[Collected data entries]
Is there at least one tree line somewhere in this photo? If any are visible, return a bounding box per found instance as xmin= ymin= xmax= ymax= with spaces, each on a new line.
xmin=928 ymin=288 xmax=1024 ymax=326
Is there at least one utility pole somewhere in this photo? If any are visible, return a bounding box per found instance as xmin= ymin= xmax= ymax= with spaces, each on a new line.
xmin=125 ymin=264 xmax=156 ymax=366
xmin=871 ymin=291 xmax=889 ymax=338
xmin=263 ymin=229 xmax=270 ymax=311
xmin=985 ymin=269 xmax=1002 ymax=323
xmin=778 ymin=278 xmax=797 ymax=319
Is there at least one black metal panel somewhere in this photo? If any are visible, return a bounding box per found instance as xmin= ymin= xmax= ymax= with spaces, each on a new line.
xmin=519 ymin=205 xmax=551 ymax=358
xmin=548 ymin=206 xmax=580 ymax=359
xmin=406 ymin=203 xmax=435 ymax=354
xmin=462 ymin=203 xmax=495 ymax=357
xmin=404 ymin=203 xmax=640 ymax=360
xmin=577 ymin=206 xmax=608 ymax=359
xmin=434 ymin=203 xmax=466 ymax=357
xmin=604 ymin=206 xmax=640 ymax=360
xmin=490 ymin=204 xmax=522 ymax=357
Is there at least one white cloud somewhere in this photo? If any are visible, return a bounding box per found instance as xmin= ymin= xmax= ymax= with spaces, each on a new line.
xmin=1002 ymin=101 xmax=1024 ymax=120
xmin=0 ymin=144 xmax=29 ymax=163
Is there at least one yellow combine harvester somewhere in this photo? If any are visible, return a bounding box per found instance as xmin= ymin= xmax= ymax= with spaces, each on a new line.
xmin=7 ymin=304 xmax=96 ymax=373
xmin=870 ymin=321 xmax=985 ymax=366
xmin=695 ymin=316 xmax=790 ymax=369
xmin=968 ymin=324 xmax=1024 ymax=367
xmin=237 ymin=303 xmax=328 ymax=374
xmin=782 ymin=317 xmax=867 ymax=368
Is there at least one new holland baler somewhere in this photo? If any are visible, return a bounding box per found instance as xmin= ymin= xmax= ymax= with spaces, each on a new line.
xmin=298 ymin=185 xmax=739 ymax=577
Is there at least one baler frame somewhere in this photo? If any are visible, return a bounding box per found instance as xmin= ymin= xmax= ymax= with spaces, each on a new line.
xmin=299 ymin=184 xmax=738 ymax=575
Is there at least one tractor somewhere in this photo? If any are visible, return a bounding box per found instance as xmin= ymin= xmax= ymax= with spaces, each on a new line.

Short problem :: Convert all of the data above into a numbered list with no blank lines.

Written solution ::
1. Is there at least one tree line somewhere in this photo? If any are visible, return a bounding box per found instance as xmin= ymin= xmax= ymax= with spaces, each on a new line.
2. xmin=928 ymin=288 xmax=1024 ymax=326
3. Is there at least one utility pole somewhere in this photo? If any are visible, return a bounding box per found instance as xmin= ymin= xmax= ymax= with spaces, each on a new line.
4. xmin=125 ymin=264 xmax=156 ymax=366
5. xmin=871 ymin=291 xmax=889 ymax=338
6. xmin=263 ymin=229 xmax=270 ymax=311
7. xmin=985 ymin=269 xmax=1002 ymax=323
8. xmin=778 ymin=278 xmax=797 ymax=319
9. Is there at least one black metal panel somewhere in this photo? If any are visible, return a bounding box per found instance as xmin= ymin= xmax= ymax= with spaces, each on a new line.
10. xmin=519 ymin=205 xmax=551 ymax=358
11. xmin=548 ymin=206 xmax=580 ymax=359
12. xmin=406 ymin=203 xmax=435 ymax=354
13. xmin=462 ymin=203 xmax=495 ymax=357
14. xmin=404 ymin=203 xmax=640 ymax=360
15. xmin=577 ymin=206 xmax=608 ymax=359
16. xmin=434 ymin=203 xmax=466 ymax=357
17. xmin=604 ymin=206 xmax=640 ymax=360
18. xmin=490 ymin=204 xmax=522 ymax=357
19. Is there at least one white cloud somewhere in this photo? If any are visible, return a bounding box per found instance as xmin= ymin= xmax= ymax= with spaces, each on a new line.
20. xmin=1002 ymin=101 xmax=1024 ymax=120
21. xmin=0 ymin=144 xmax=29 ymax=163
22. Is there at least one yellow combine harvester somewhere in this photo? If any are visible, return a bounding box per found instance as xmin= ymin= xmax= ymax= with spaces, each on a new line.
23. xmin=7 ymin=304 xmax=96 ymax=373
24. xmin=870 ymin=321 xmax=985 ymax=366
25. xmin=695 ymin=316 xmax=790 ymax=369
26. xmin=968 ymin=324 xmax=1024 ymax=367
27. xmin=237 ymin=303 xmax=328 ymax=374
28. xmin=782 ymin=317 xmax=867 ymax=368
29. Is there at least one new holland baler somewhere in this photo? If any are visible, return a bounding box per found instance as xmin= ymin= xmax= ymax= with spaces, each on a new line.
30. xmin=298 ymin=185 xmax=739 ymax=577
31. Is there at least one baler frame somewhere in this photo? If any are visible, return a bounding box per found instance as xmin= ymin= xmax= ymax= with spaces, each on a new line.
32. xmin=299 ymin=184 xmax=738 ymax=575
33. Is there at least one tractor somewhere in this photo? If any are visible, return a bounding box per found instance as xmin= ymin= xmax= ymax= with spaces, each on a new line.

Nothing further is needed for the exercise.